● Exercise
Show every line of the records below that contains the string "pink", treating uppercase and lowercase as different.

(Rows from a pointing dataset)
-=-=-=-=-
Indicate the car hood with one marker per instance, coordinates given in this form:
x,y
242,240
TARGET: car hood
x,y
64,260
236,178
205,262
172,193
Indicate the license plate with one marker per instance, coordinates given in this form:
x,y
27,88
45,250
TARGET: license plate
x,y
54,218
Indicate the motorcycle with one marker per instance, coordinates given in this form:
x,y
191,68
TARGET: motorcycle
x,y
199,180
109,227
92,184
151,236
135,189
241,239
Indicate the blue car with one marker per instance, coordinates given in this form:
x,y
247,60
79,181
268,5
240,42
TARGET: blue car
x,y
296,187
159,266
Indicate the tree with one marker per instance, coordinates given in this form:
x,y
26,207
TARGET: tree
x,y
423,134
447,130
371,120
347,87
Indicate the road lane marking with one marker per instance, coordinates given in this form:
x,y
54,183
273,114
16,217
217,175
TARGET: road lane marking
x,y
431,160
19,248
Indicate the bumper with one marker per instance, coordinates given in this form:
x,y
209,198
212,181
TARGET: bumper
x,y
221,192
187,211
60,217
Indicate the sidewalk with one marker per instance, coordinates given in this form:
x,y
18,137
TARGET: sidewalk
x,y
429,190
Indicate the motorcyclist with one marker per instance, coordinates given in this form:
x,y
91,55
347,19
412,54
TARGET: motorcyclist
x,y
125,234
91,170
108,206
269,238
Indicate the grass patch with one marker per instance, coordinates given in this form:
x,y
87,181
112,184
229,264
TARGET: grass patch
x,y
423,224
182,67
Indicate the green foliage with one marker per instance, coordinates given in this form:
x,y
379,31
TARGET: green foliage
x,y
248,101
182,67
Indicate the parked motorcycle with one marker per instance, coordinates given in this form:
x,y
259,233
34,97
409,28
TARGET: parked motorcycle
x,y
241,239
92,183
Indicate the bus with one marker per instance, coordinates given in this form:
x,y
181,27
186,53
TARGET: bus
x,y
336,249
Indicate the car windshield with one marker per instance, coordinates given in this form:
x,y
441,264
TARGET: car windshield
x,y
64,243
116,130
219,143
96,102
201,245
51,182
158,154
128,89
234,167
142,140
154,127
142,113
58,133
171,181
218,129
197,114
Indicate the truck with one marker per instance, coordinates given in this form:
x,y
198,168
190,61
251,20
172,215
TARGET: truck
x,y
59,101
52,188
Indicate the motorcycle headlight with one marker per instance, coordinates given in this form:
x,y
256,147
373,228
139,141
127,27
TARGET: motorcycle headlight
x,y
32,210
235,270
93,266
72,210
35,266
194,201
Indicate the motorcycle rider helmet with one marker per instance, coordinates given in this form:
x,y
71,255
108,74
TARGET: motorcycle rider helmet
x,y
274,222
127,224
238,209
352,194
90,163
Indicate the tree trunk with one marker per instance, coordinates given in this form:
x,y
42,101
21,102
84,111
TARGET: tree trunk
-=-=-=-=-
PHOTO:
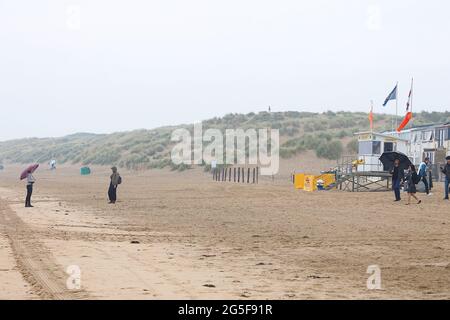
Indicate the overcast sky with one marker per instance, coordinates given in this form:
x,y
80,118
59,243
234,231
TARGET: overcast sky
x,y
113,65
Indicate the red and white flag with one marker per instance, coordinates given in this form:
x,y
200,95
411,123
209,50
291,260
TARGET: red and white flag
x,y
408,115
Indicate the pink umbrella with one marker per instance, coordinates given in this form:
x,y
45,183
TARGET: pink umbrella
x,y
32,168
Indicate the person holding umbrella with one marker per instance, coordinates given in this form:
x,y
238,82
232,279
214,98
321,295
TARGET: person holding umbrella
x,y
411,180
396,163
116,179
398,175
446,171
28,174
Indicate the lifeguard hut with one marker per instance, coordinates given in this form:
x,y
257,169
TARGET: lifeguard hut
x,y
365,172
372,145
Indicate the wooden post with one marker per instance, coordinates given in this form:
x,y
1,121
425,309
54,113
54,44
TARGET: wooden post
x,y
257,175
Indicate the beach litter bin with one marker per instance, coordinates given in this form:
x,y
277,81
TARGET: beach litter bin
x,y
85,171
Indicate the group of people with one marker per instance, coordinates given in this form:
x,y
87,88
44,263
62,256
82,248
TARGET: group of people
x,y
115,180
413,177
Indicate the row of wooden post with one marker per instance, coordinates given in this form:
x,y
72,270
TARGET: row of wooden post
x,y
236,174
-=-=-=-=-
● Solution
Indicate the pink umbrella with one marker per instance, coordinates given in this form:
TARGET: pink umbrella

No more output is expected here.